-- Text --
┌──

11.Costa Rica signed the Protocol for the Repatriation of Children and Adolescent Victims of Trafficking and, with the support of UNICEF, the United States Department of State Bureau of Population, Refugees and Migration (PRM) and IOM, respective protocols have been drawn up as part of the regional guidelines to promote multilateral coordination in priority areas.

12.There is in place a Strategic Plan of Action that includes initiatives of various governmental and non-governmental organizations to deal with trafficking in persons and smuggling of migrants. This is a five-year plan and has the following areas of intervention:

(a)Promotion and prevention;

(b)Care of victims;

(c)Defence and pursuit of justice.

13.The intention is to develop promotional and preventative measures through training, awareness-raising and dissemination of information in order to bring this issue to the fore among governmental officials and the general public and thus strengthen prevention, protection and the care of victims involved in trafficking in persons.

14.An inter-institutional care model is being promoted, developed in compliance with the established guideline to ensure the full exercise of human rights by the victims and the penalization of traffickers.

15.The aim is to create a policy framework to prevent, investigate and penalize trafficking in persons and fully protect the victims and witnesses of this offence.

16.Perhaps the most significant achievement has been to include the issue of combating trafficking in persons in the Costa Rican National Development Plan, making trafficking one of the Government’s priorities and commitments to its citizens.

17.The current Migration Act provides for a sentence of two to six years for the legal concept of smuggling of persons. There is no current provision for the concept of trafficking but the draft amendment of the Migration Act provides a sentence of 10 to 16 years of prison. This bill is currently before the Legislative Assembly and its approval is expected soon. The move will ensure that the country fulfils its commitments vis-à-visinternational treaties and conventions by providing adequate national legislation. Under the Coalition framework work is under way to unite efforts and coordinate measures to secure the detention of organized crime groups.

18.The State of Costa Rica has taken the following measures with regard to awareness-raising among the general public and the training of the competent authorities.

National Coalition Against Smuggling of Migrants and Trafficking in Persons, Pursuit of Justice Subcommittee

19.The following proposals have been drafted and channelled to the corresponding legislative committees:

(a)A proposed article to classify the offence of Trafficking of Persons, encompassing both internal and external trafficking, to be included in the text of Bill 16973 on the Comprehensive Strengthening of Public Security;

(b)Proposal to be contained in Bill 16973 on the Protection of Victims and Witnesses in connection with trafficking in persons (approved in first debate);

(c)Proposal on the status of a victim of trafficking in persons and a specific article on the smuggling of migrants to be included in the text of the Migration Bill.

└──

-- Data block --
┌──

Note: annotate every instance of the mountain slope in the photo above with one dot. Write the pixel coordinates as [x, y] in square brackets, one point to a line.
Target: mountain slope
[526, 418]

└──

-- Required work --
(A) List the areas of intervention of the Strategic Plan of Action named in the text on trafficking in Costa Rica.
(B) Answer each question from the text on trafficking in Costa Rica.
(i) How many years does the Strategic Plan of Action cover?
(ii) In which plan was the issue of combating trafficking in persons included?
(iii) What sentence does the current Migration Act provide for smuggling of persons?
The data come from a different source than the text.

-- Outputs by task --
(A)
Promotion and prevention
Care of victims
Defence and pursuit of justice

(B)
(i) Five years.
(ii) The Costa Rican National Development Plan.
(iii) Two to six years.